### EXERCISE DETAILS
Summarize the passage below on happiness and values in three sentences.

### EXCERPTED PASSAGE
>> START

You are a lot younger than I am and one thing I have learned in my life is that very often it is not what we humans hope and pray for that is the best that can happen.
We tend to think that if just we get this or that that or if just this or that happens then we would forever be happy but typically what we desire just makes us happy for a brief time.
It also is my experience that often can something that we at first see as unfortunate turn out to be really good in the long run.
And if I feel the need to pray it is of course to a God I believe is almighty and knows everything including what is best for me.
Invisible · 26-30, M
I think the big problem is perspective. People want things instead of wanting to [i]be[/i] things. It's almost like we have no pride for the things that we should be proud of. People look up to the people who slide to the top rather than the people who put in all the legwork.
karinaal · 70-79, F
I must admit that I have never wanted to be a thing or have seen other people as things.
Did I misunderstand you?

People take pride in many different things but to me it seems as if many today are rootless and canfused and do not know what values to believe in. I guess it has to do with how extremely fast things change in our days.

>> END

### SOURCE EXCERPT

>> START

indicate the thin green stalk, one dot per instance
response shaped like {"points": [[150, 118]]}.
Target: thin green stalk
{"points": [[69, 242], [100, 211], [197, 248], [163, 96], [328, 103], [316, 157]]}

>> END

### OUTPUT OF THE EXERCISE
One writer says that getting what we desire usually makes us happy only briefly, and that something that first seems unfortunate often turns out to be good in the long run. A second writer calls perspective the big problem, saying people want things instead of wanting to be things and look up to those who slide to the top rather than those who put in the legwork. The first writer questions the idea of wanting to be a thing and says many people today seem rootless and confused about which values to believe in, probably because things change so fast.